• What you are asked to do:
Please reproduce every one of the entries below word for word, line by line.

• Provided data:
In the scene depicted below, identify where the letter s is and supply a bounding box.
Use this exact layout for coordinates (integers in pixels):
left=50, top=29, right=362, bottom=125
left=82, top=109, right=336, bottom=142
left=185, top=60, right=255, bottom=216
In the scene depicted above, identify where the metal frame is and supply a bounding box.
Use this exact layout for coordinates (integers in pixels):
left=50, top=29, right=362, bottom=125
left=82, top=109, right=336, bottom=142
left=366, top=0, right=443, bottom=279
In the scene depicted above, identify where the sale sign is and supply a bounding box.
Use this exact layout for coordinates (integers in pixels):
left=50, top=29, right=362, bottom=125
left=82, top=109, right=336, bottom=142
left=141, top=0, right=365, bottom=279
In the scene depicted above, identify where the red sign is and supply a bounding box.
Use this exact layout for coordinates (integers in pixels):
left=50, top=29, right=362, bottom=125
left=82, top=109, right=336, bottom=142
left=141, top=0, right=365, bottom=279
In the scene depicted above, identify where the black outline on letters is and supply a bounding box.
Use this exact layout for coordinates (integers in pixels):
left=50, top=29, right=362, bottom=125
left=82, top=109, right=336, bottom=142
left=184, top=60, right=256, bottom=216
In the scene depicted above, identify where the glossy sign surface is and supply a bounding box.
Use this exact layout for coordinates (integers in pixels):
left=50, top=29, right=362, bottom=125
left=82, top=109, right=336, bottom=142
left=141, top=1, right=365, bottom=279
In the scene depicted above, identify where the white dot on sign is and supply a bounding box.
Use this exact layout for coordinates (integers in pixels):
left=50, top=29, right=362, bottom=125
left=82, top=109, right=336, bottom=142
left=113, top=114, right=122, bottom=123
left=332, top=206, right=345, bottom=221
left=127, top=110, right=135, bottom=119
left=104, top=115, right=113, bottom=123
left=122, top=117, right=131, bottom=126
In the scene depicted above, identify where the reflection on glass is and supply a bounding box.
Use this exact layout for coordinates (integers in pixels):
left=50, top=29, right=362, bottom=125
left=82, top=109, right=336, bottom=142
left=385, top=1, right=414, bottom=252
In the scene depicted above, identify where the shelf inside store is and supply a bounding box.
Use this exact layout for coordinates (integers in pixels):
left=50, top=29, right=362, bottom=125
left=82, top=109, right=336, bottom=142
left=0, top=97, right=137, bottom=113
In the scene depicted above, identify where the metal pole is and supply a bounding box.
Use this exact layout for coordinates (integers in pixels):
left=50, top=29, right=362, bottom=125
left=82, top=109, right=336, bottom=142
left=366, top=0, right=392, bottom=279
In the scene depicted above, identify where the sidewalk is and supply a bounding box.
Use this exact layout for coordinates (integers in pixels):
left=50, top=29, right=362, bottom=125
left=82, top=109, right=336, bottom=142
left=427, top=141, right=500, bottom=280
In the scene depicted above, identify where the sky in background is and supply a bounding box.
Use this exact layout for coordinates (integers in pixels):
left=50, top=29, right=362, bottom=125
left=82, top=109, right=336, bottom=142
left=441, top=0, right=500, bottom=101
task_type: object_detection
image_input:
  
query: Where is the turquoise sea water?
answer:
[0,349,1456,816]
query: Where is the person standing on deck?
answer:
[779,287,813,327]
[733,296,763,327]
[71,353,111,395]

• Finished answer:
In the scene depicted below, identify where the letter s is and supply a bounding box.
Use this exact layout for coordinates (integers in pixels):
left=50, top=29, right=362, bottom=125
left=82, top=109, right=336, bottom=142
left=185, top=60, right=255, bottom=216
In the scene depicted above, identify where the metal frame is and supply a bounding box.
Use this exact layout for coordinates (integers in pixels):
left=50, top=29, right=362, bottom=125
left=82, top=109, right=336, bottom=142
left=366, top=0, right=443, bottom=279
In the scene depicted above, identify where the sale sign is and supply a bounding box.
Use this exact layout for coordinates (integers in pixels):
left=50, top=29, right=362, bottom=125
left=82, top=109, right=336, bottom=142
left=141, top=0, right=365, bottom=279
In the scene depicted above, identify where the red sign is and supply a bounding box.
Use this exact layout for coordinates (integers in pixels):
left=50, top=29, right=362, bottom=125
left=82, top=109, right=336, bottom=142
left=141, top=0, right=365, bottom=279
In the scene depicted above, identify where the black outline on letters is and supply a bounding box.
Use this exact layout for coordinates (integers in pixels):
left=50, top=29, right=362, bottom=125
left=82, top=109, right=336, bottom=142
left=184, top=60, right=256, bottom=216
In the scene depicted above, identify where the glossy sign surface is and supply a bounding box.
Use this exact layout for coordinates (integers in pixels):
left=50, top=29, right=362, bottom=125
left=82, top=109, right=336, bottom=142
left=141, top=1, right=365, bottom=279
In the scene depicted above, identify where the white dot on sign is and supply a bounding box.
Use this exact layout for coordinates (integers in pixels):
left=50, top=29, right=362, bottom=125
left=82, top=109, right=336, bottom=142
left=113, top=114, right=122, bottom=123
left=332, top=206, right=345, bottom=221
left=127, top=110, right=135, bottom=119
left=104, top=115, right=113, bottom=123
left=122, top=117, right=131, bottom=126
In the scene depicted above, identify where the reflection on glass is and supply a bounding box.
Use this exact layout for coordinates (integers in pixels):
left=50, top=29, right=362, bottom=125
left=82, top=109, right=336, bottom=142
left=385, top=1, right=414, bottom=252
In the scene depicted above, identify where the shelf inside store is and supply a bounding box.
Use this exact layout for coordinates (integers in pixels):
left=50, top=29, right=362, bottom=125
left=82, top=109, right=336, bottom=142
left=0, top=97, right=137, bottom=113
In the scene depicted above, identify where the metal pole is and supply a bounding box.
Use this exact layout for coordinates (integers in pixels):
left=50, top=29, right=362, bottom=125
left=82, top=109, right=336, bottom=142
left=366, top=0, right=392, bottom=279
In the scene depicted above, identify where the sidewalk is and supply a bounding box.
Use this exact layout for coordinates (integers in pixels):
left=50, top=29, right=362, bottom=125
left=82, top=109, right=336, bottom=142
left=427, top=141, right=500, bottom=280
In the scene depicted above, identify where the sky in background is and supply a bounding box.
Use this exact layout for coordinates (integers in pixels):
left=50, top=29, right=362, bottom=125
left=82, top=109, right=336, bottom=142
left=441, top=0, right=500, bottom=101
task_type: object_detection
image_input:
  
query: Where is the turquoise sea water?
answer:
[0,349,1456,816]
query: Where is the person standing on deck?
answer:
[779,287,813,327]
[733,296,763,327]
[71,353,111,395]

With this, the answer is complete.